I promise to write in concrete Perl6, instead of Compiler Speak.  Really.
</disclaimer>

In Synopsis 6 version 6, "Value types" section:

    my Dog $spot;
    my $spot returns $dog;
    my $spot of Dog;

    our Animal sub get_pet() {...}
    sub get_pet() returns Animal {...}
    sub get_pet() of Animal {...}

The $dog in the second line is obviously a typo.  Let's ignore it.
The above paragraph implies that these two statements are equivalent:

    my Dog $spot;
    my $spot of Dog;

So we know $spot has a value type of Dog.  But what is its
implementation type?  We turn to the "Implementation types" section:

    my $spot is Scalar;                 # this is the default

Hence, these two statements are equivalent:

    my Dog $spot;
    my $spot of Dog is Scalar;

Now we turn to to "Hierarchical types":

    my Egg @carton;                     # each elem is an Egg

Okay.  So "Egg" is the value type for elements in @carton.  But what
is the implementation type of @carton?

    my @carton of Egg is Scalar;        # is @carton Scalar?
    my @carton of Egg is Array;         # is @carton Array?

S06 does not cover this point, which leads to a very bad case of
ambiguity.  Below I will show that both interpretation are troublesome.

Let's take the first one first, because it is what S06 seems to imply,
although it is against Perl5's tie() intuition:

    my @carton is Scalar;               # assuming this is the default

Now @carton implements the same set of behaviour as $spot.  It
essentially means that every variable is a scalar variable, and
the only different of @carton vs $spot is that @carton applies
list context to its right hand side in assignment and binding,
while $spot applies scalar context.

---

SET EXERCISE 1:
Duplicate the whole Perl6 types text, changing nothing.
The text and the records come from unrelated sources.

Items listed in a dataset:

---

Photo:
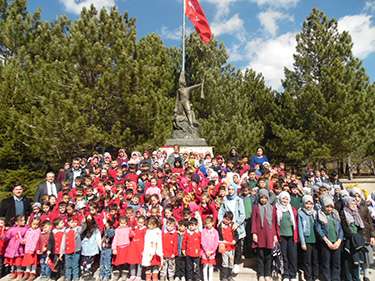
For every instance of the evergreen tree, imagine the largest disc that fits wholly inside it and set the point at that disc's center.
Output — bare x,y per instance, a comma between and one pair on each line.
326,108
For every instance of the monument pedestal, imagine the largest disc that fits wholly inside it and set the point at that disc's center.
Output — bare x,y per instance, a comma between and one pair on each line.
198,145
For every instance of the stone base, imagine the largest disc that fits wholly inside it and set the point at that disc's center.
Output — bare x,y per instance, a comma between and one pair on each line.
198,145
186,142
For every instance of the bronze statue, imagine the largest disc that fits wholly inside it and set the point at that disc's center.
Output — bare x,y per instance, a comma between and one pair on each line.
185,124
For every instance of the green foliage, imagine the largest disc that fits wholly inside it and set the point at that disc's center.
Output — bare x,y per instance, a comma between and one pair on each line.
326,108
28,179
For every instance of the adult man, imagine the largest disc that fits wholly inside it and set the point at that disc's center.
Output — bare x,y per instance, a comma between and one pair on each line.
15,205
75,171
49,187
232,202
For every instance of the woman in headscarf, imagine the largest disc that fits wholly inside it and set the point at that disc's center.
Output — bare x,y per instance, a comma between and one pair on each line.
356,235
306,229
330,233
264,235
287,232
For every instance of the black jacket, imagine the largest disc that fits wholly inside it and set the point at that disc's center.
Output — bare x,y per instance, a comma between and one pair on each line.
8,208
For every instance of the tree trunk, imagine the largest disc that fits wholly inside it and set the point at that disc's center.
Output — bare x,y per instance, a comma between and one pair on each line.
350,168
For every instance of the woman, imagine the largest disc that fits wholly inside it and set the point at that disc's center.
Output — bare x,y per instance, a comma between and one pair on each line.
331,235
259,158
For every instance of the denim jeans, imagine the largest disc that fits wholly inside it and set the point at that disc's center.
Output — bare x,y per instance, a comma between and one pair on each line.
72,267
106,264
45,271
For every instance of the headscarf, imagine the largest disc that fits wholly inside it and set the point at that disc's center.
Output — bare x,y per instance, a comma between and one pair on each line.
280,208
266,209
352,216
322,216
308,198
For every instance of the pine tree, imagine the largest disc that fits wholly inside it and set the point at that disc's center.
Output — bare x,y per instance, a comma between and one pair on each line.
325,108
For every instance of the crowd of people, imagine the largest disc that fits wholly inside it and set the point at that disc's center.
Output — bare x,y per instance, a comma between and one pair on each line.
181,216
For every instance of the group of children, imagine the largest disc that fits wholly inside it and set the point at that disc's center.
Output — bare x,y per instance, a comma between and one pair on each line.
157,217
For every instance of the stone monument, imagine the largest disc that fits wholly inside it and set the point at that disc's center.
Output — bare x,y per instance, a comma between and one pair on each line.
185,125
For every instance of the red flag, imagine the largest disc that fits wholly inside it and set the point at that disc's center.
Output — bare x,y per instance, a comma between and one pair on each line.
196,15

---

SET EXERCISE 2:
Gather every line of the records that contains the string "headscarf". Case matters.

RIGHT ANSWER 1:
I promise to write in concrete Perl6, instead of Compiler Speak.  Really.
</disclaimer>

In Synopsis 6 version 6, "Value types" section:

    my Dog $spot;
    my $spot returns $dog;
    my $spot of Dog;

    our Animal sub get_pet() {...}
    sub get_pet() returns Animal {...}
    sub get_pet() of Animal {...}

The $dog in the second line is obviously a typo.  Let's ignore it.
The above paragraph implies that these two statements are equivalent:

    my Dog $spot;
    my $spot of Dog;

So we know $spot has a value type of Dog.  But what is its
implementation type?  We turn to the "Implementation types" section:

    my $spot is Scalar;                 # this is the default

Hence, these two statements are equivalent:

    my Dog $spot;
    my $spot of Dog is Scalar;

Now we turn to to "Hierarchical types":

    my Egg @carton;                     # each elem is an Egg

Okay.  So "Egg" is the value type for elements in @carton.  But what
is the implementation type of @carton?

    my @carton of Egg is Scalar;        # is @carton Scalar?
    my @carton of Egg is Array;         # is @carton Array?

S06 does not cover this point, which leads to a very bad case of
ambiguity.  Below I will show that both interpretation are troublesome.

Let's take the first one first, because it is what S06 seems to imply,
although it is against Perl5's tie() intuition:

    my @carton is Scalar;               # assuming this is the default

Now @carton implements the same set of behaviour as $spot.  It
essentially means that every variable is a scalar variable, and
the only different of @carton vs $spot is that @carton applies
list context to its right hand side in assignment and binding,
while $spot applies scalar context.

RIGHT ANSWER 2:
For every instance of the woman in headscarf, imagine the largest disc that fits wholly inside it and set the point at that disc's center.
For every instance of the headscarf, imagine the largest disc that fits wholly inside it and set the point at that disc's center.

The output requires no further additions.